┌─ Extracted text
MySQL Help

[savagenoob]

OK, I have a client database (table name "clients")  that I need to insert multiple (unlimited) notes into with date and time stamps. I was thinking of the way to do this is to create a seperate table with a foreign key called "notes" but I don't know how to assign the notes entered to the specified client or link them together.

[ngreenwood6]

you would create 2 tables. first one with clients, second one with notes. in the one with clients you would have the client and the id. in the one with notes you would have a field with id, note, client id. Then when they enter a note link the table with the client id. here is an example

 

---clients---

id

client

---notes---

id

note

client_id

 

hopefully that makes sense to you.

[savagenoob]

Sweet, OK, that makes sense. Can I get an example query that would access a client and note simultaneously? I am building a view client page with an add/view notes section.

$result = mysql_query("SELECT Note FROM notes JOIN clients ON notes.Client_ID = clients.ID")

????

 

[ngreenwood6]

Yeah you need to use a join query in order to do it. however, i do not have alot of experience with join queries so maybe someone else can help him with this.

[savagenoob]

OK, my JOIN statement worked. Now I have to figure out how to add a note from the following page. Here is the code.

<?php

mysql_connect("localhost","root","xxxxxx"); 

//select which database you want to edit
mysql_select_db("xxxxxx"); 
   
$ID = $_GET['ID'];


	$result = mysql_query("SELECT * FROM clients WHERE ID=$ID ");

$fields_num = mysql_num_fields($result);
echo "<h1>Client: {$table}</h1>";
echo "<table border='1'><tr>";// printing table headers
for($i=0; $i<$fields_num; $i++)
{
    $field = mysql_fetch_field($result);    
echo "<td>{$field->name}</td>";
}
echo "</tr>\n";// printing table rows
while($row = mysql_fetch_row($result))
{    
echo "<tr>";    // $row is array... foreach( .. ) puts every element    // of $row to $cell variable    
foreach($row as $cell)        
echo "<td>$cell</td>";    
echo "</tr>\n";
}
mysql_free_result($result);
$result = mysql_query("SELECT Note FROM notes JOIN clients ON notes.Client_ID = clients.ID");

$fields_num = mysql_num_fields($result);
echo "<table border='1'><tr>";// printing table headers
for($i=0; $i<$fields_num; $i++)
{
    $field = mysql_fetch_field($result);    
echo "<td>{$field->name}</td>";
}
echo "</tr>\n";// printing table rows
while($row = mysql_fetch_row($result))
└─
┌─ Material supplied
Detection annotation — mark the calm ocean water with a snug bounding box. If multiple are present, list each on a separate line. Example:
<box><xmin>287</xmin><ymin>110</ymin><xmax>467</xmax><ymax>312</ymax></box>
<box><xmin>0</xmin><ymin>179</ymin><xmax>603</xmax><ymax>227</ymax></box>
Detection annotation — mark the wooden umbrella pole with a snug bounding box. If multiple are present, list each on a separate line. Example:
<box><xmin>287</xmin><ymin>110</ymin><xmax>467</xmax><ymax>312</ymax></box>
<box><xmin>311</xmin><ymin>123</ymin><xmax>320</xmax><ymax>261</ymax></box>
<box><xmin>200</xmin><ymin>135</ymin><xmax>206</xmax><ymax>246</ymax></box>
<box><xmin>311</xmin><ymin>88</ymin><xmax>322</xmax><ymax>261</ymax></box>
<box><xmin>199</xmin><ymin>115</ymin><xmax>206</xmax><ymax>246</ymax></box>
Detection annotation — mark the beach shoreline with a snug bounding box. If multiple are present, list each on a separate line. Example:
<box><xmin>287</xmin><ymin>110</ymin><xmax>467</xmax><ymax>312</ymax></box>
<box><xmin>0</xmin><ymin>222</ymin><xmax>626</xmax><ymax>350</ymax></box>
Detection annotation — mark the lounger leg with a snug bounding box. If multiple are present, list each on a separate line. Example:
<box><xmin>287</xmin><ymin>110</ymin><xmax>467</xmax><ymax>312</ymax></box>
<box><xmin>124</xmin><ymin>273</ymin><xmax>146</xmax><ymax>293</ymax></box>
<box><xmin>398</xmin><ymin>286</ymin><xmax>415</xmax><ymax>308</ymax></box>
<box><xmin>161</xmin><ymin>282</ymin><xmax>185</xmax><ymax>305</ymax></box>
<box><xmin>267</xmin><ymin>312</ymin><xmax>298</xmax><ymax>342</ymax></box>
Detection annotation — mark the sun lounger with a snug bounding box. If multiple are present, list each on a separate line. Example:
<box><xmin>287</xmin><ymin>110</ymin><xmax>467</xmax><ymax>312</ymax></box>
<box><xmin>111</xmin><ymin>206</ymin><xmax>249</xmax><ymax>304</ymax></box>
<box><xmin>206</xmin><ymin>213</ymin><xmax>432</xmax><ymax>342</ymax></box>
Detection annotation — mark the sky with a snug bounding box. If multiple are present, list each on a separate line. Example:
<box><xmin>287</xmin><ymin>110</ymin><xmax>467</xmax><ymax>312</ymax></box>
└─
*To-do list*
1. Reproduce the passage of the MySQL Help thread from "Sweet, OK, that" to "add/view notes section.".
2. Extend the MySQL Help thread onward from its last line.

*Answers in order*
1.
Sweet, OK, that makes sense. Can I get an example query that would access a client and note simultaneously? I am building a view client page with an add/view notes section.

2.
{    
echo "<tr>";    // $row is array... foreach( .. ) puts every element    // of $row to $cell variable    
foreach($row as $cell)        
echo "<td>$cell</td>";    
echo "</tr>\n";
}
mysql_free_result($result);

?>

</body>
</html>

 

This is taking an ID from a form on another page so I don't know how to do an UPDATE on the notes table using a text field form with the displayed clients ID. I tried adding this but failed.

 

<?
mysql_connect("localhost","root","xxxxxxx"); 

//select which database you want to edit
mysql_select_db("xxxxxxx"); 
    $ID = $_GET['ID'];
$Note =  mysql_escape_string($_POST['comments']);
$today = date("F j, Y");

$result = mysql_query("INSERT INTO notes (Note, date, Client_ID) VALUES ('$Note', '$today', '$ID')"); 


?>

<form method="post" action="<?php echo $_SERVER['PHP_SELF']?>">
<textarea name="comments" cols="40" rows="5">
</textarea><br>
<input type="submit" value="Add Note" />
</form>

 

Anyone?

[savagenoob]

Ok, I decided to pass the ID of the client through a GET then assign it to a variable, but it still is not working. here is the code... I know for certain the GET is working, it is displaying the ID in the address field.

 

<?php
$ID = $_GET['ID'];
mysql_connect("localhost","root","xxxxxxxx"); 

//select which database you want to edit
mysql_select_db("xxxxxxx"); 

if(isset($_POST['save']))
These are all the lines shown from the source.